<福山潤>「狼と香辛料」新作で「一から演じる」望外のチャンス 15年前は「一番苦しかった」
約15年ぶりにホロ役の小清水さんの声を聞き、感じるものもあった。
「懐かしいとかそういう感じではなくて、小清水が15年たって提示するのは、こういうホロなのね、という。今回のホロの声を聞くと、小清水が15年前のこともすごく大切にしながらやっているのが分かるんです。では、今の小清水が演じるホロに対して、今の自分だったらこのぐらいの幅なら成り立つかな?とか。ちょっとずるいやり方なんですけど(笑い)。僕としては前作のロレンスを再現する気はないので」
新作ではロレンスとホロの旅が最初から、新たに描かれることになる。最後に福山さんに「狼と香辛料」に対する思いを聞いた。
「15年前は、原作があるアニメで言うと、関わった作品が物語の途中で終わることも当たり前だったんです。例えば『ジャンプ』作品であっても、連載中にアニメが始まるので、最後までアニメで描ける機会なんてほぼなかった。当時も『この後にもっともっと面白いエピソードがあるし、やりたいな』という思いはすごくあったんです。とはいえ、今は『それはそれで良かったよな』とも感じているんです。原作がアニメ化されて、アニメが終了しても、原作好きな人たちの間では、アニメの声でその後が読まれていく。それぞれの中で補完されて完結していくので、その面白さもあったよなと」

表示情報 |
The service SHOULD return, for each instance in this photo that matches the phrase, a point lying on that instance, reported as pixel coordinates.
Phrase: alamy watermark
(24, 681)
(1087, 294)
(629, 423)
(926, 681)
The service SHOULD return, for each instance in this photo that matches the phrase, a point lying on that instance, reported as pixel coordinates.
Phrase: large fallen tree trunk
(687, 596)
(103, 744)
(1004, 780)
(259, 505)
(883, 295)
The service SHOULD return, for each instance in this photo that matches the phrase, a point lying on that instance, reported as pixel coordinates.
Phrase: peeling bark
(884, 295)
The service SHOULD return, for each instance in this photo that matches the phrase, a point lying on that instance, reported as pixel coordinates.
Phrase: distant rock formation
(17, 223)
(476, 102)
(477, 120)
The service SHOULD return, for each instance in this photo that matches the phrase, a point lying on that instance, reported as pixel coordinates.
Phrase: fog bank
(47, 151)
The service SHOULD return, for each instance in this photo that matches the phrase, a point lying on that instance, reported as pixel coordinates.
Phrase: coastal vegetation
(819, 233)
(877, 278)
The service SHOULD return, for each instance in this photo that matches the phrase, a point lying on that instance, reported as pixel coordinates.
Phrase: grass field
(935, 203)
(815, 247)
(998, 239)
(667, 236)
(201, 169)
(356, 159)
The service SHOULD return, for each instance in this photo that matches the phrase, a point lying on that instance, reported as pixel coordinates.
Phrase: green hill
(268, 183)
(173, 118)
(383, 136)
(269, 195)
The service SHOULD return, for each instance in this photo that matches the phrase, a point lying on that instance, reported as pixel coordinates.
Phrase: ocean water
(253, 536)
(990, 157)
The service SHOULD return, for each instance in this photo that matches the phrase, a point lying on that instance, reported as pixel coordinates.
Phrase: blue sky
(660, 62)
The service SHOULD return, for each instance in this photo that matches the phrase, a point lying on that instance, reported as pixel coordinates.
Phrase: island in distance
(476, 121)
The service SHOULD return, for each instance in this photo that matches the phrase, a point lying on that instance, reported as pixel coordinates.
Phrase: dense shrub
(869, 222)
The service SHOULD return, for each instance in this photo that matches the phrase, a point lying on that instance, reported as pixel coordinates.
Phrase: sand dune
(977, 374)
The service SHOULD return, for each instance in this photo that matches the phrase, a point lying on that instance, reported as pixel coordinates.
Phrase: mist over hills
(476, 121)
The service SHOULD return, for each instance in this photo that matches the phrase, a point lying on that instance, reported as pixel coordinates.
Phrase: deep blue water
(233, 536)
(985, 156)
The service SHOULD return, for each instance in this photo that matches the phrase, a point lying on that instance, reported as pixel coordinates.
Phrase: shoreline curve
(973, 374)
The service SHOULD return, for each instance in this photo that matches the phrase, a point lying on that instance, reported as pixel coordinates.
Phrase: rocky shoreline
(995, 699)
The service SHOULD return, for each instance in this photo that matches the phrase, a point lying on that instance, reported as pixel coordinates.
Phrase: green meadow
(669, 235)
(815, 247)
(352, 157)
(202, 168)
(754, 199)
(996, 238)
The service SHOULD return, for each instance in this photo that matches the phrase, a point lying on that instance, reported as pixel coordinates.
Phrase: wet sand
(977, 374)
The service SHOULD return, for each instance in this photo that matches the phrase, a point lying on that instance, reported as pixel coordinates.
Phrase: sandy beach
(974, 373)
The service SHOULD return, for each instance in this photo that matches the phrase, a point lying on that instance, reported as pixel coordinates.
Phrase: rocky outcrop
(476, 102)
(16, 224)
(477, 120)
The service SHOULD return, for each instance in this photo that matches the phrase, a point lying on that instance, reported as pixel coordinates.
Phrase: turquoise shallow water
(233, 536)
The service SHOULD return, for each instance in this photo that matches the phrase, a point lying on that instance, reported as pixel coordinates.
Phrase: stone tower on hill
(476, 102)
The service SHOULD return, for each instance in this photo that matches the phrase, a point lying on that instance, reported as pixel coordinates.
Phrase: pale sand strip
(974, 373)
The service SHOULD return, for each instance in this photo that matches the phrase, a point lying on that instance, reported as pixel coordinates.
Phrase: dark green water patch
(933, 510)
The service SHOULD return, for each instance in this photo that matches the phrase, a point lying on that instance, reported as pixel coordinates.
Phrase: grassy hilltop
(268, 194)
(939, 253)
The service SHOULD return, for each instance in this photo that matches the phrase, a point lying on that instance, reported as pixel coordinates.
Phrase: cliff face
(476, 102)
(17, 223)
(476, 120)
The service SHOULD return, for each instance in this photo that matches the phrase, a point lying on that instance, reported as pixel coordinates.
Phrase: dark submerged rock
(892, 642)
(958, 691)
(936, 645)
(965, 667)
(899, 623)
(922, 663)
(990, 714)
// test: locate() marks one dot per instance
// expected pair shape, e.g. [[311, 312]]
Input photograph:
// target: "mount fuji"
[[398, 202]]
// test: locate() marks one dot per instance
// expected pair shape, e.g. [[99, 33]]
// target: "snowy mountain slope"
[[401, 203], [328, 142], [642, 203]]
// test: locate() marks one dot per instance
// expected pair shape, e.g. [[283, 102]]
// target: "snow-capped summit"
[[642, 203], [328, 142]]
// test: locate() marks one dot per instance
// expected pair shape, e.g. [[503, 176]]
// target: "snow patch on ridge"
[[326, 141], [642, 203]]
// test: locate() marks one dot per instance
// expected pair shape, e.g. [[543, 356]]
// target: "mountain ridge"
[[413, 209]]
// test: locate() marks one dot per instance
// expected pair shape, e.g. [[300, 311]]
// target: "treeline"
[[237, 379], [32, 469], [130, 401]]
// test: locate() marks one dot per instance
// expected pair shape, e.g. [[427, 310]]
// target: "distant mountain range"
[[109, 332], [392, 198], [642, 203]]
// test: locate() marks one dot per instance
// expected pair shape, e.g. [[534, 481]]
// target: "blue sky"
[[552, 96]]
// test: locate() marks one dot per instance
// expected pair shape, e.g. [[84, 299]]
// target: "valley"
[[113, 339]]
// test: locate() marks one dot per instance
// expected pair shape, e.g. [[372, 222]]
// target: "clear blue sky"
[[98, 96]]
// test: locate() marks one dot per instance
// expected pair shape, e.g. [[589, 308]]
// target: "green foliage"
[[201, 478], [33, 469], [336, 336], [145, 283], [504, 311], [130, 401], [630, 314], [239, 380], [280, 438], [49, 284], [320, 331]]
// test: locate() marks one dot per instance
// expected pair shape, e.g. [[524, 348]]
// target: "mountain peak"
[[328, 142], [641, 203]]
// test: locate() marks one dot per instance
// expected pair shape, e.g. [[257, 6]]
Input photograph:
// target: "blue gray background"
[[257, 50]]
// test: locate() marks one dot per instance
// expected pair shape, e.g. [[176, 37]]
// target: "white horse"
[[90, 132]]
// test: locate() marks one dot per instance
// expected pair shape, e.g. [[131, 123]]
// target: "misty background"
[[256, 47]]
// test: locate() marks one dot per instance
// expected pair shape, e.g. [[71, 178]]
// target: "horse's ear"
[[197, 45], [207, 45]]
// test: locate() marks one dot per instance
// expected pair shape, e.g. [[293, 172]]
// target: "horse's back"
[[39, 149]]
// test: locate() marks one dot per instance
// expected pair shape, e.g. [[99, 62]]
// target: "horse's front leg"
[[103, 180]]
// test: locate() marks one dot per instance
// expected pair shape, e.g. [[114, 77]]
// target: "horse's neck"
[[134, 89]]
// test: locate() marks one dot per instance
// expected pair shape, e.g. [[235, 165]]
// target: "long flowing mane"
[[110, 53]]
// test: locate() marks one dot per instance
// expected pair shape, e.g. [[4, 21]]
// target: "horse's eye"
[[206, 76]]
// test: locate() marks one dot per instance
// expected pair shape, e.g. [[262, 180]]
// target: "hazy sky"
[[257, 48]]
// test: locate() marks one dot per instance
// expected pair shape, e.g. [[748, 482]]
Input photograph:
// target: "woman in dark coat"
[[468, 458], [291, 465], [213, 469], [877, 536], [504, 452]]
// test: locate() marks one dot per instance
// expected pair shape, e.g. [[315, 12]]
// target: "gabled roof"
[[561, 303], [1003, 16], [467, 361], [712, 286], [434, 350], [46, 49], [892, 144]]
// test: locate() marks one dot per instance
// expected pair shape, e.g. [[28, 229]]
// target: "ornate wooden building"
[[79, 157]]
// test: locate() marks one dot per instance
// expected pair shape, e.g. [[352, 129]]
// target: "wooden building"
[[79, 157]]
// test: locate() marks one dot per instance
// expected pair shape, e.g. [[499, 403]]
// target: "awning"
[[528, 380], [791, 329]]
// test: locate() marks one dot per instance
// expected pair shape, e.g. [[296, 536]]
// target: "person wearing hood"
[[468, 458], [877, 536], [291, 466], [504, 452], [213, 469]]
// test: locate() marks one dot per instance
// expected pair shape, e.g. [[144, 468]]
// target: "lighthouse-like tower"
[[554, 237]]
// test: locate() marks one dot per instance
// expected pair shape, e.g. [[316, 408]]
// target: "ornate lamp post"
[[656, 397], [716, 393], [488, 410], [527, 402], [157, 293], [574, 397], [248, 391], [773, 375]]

作業内容 |
a) 原文抜粋で、福山さんは前作のロレンスについてどうするつもりがないと述べていますか。
b) 原文抜粋のうち、「約15年ぶりにホロ役の小清水さんの声を聞き、感じるものもあった。」を含む語句で始まり「ンスを再現する気はないので」」で終わる部分を、一字一句変えずに書き写してください。
回答の根拠には原文抜粋だけを用いてください。

回答一覧 |
a) 前作のロレンスを再現する気はないと述べています。

b)
約15年ぶりにホロ役の小清水さんの声を聞き、感じるものもあった。
「懐かしいとかそういう感じではなくて、小清水が15年たって提示するのは、こういうホロなのね、という。今回のホロの声を聞くと、小清水が15年前のこともすごく大切にしながらやっているのが分かるんです。では、今の小清水が演じるホロに対して、今の自分だったらこのぐらいの幅なら成り立つかな?とか。ちょっとずるいやり方なんですけど(笑い)。僕としては前作のロレンスを再現する気はないので」